#### Exercise prompt
Collect every line of the material below that contains the word "hand", and copy each of those lines as it appears.

#### Provided information
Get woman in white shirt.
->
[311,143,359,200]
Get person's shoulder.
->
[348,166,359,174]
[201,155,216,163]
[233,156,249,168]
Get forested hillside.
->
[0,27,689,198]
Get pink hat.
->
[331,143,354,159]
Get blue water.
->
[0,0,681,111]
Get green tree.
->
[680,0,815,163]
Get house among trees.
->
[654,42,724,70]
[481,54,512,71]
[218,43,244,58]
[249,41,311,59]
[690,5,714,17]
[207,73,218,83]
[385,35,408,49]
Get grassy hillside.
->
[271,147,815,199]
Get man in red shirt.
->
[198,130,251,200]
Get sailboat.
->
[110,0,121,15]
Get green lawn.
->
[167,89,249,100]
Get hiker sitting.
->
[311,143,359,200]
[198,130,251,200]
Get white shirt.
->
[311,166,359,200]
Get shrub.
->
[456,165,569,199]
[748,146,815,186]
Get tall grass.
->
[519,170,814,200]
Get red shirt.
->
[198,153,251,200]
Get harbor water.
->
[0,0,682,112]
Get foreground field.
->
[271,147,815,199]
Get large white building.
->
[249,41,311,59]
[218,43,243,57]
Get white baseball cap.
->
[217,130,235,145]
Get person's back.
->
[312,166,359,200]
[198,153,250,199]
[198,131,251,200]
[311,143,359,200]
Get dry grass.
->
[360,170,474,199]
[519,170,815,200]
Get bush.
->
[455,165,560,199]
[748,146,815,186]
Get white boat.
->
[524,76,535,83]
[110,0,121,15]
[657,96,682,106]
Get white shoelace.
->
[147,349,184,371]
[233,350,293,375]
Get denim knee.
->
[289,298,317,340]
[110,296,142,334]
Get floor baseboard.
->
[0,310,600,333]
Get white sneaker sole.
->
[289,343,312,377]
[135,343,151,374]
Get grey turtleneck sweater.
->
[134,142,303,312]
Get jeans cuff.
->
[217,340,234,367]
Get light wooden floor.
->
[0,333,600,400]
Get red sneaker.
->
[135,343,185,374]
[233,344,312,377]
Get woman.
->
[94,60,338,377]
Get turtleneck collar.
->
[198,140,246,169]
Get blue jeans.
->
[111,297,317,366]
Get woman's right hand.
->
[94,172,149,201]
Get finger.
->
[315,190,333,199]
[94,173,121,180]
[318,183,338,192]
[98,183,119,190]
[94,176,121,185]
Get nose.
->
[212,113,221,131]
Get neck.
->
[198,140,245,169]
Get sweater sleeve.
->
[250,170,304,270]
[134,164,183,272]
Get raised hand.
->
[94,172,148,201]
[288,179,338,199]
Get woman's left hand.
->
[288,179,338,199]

#### Completed task
Get woman's right hand.
Get raised hand.
Get woman's left hand.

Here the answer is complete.